───── Data for analysis

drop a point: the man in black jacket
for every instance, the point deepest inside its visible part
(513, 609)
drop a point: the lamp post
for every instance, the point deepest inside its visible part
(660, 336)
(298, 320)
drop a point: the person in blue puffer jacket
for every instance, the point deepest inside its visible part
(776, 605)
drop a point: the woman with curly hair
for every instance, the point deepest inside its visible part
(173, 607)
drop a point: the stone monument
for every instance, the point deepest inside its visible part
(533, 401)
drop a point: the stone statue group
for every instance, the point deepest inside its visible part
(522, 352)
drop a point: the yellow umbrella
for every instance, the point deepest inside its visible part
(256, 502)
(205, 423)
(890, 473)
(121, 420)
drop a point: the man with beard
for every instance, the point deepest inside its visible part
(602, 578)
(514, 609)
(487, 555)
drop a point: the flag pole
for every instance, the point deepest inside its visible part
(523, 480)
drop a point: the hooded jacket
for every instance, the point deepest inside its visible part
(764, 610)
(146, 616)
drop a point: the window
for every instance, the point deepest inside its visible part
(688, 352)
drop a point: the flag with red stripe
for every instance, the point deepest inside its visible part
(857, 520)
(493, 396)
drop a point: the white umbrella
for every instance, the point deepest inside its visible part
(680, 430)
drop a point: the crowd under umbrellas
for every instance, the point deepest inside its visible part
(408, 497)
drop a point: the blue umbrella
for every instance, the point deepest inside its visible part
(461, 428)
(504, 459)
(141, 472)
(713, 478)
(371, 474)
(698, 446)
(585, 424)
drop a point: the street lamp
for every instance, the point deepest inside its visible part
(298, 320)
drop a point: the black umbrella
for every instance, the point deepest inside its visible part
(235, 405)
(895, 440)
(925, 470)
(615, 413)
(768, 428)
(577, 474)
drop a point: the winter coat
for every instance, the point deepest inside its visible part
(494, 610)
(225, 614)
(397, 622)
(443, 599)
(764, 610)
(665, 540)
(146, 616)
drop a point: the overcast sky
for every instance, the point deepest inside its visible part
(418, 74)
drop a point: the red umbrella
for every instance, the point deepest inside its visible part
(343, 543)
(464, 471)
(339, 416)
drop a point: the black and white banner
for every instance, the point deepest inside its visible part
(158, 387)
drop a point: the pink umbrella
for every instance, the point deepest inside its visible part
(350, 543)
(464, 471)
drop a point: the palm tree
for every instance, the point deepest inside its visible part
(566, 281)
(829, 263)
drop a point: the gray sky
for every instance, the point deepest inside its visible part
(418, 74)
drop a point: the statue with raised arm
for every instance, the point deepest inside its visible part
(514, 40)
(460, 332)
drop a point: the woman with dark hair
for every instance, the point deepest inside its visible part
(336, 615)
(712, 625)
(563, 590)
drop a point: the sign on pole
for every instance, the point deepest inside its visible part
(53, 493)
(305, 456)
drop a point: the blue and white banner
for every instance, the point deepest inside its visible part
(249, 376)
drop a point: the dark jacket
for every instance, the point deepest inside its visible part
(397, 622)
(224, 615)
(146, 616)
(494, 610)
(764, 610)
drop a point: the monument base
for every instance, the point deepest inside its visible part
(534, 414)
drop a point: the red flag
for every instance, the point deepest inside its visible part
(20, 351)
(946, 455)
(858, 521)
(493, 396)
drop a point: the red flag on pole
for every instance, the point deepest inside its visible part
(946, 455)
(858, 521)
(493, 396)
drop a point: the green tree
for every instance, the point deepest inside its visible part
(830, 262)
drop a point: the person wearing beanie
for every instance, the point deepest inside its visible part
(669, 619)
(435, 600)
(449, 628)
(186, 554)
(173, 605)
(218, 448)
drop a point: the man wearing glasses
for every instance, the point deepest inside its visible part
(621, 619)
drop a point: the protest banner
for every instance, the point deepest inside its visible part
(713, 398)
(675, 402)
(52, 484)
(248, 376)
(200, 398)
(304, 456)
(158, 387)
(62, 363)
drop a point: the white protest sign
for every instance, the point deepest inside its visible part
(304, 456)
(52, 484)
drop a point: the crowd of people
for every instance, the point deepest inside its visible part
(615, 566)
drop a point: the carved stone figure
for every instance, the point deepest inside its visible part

──────────

= What is required =
Please retype the data exactly as it stands, from its first line down to the line that contains "drop a point: the red umbrella", then stop.

= Reply to the task =
drop a point: the man in black jacket
for every instance, the point deepest inside its visible part
(513, 609)
drop a point: the lamp post
for every instance, the point deepest inside its visible part
(660, 336)
(298, 320)
drop a point: the person in blue puffer jacket
for every instance, the point deepest inside its visible part
(776, 605)
drop a point: the woman with curly hair
for every instance, the point deepest inside its visible part
(173, 607)
drop a point: the stone monument
for every instance, the point deepest inside its visible part
(533, 401)
drop a point: the stone statue group
for every instance, the point deepest inside its visible part
(522, 352)
drop a point: the yellow umbrella
for every instance, the point deepest inside its visible part
(256, 502)
(205, 423)
(890, 473)
(121, 420)
drop a point: the man with beard
for every instance, the point deepest inside its visible part
(602, 578)
(514, 609)
(487, 555)
drop a point: the flag pole
for every instance, the point deepest inside its visible part
(523, 480)
drop a point: the hooded jacket
for every instance, the point deepest inside its visible part
(764, 610)
(146, 616)
drop a point: the window
for every instance, the point deepest inside its visible part
(688, 352)
drop a point: the flag with red stripe
for every instance, the point deepest inside its visible part
(857, 520)
(493, 396)
drop a point: the white umbrella
for every instance, the point deepest inside its visible part
(680, 430)
drop a point: the crowd under umbrellas
for every instance, the point deepest inside its visible part
(408, 497)
drop a point: the blue umbrella
for every instance, the point deepest inside its visible part
(461, 428)
(504, 459)
(141, 472)
(713, 478)
(371, 474)
(698, 446)
(585, 424)
drop a point: the street lamp
for every instance, the point deepest inside its visible part
(298, 320)
drop a point: the black umbrella
for every instance, the point deepest inside its visible part
(235, 405)
(895, 440)
(925, 470)
(615, 413)
(768, 428)
(577, 474)
drop a point: the winter coat
for every instance, the point deepest inside its visible part
(494, 610)
(225, 614)
(397, 622)
(443, 599)
(764, 610)
(665, 540)
(146, 616)
drop a point: the overcast sky
for every instance, the point deepest inside its visible part
(418, 74)
drop a point: the red umbrella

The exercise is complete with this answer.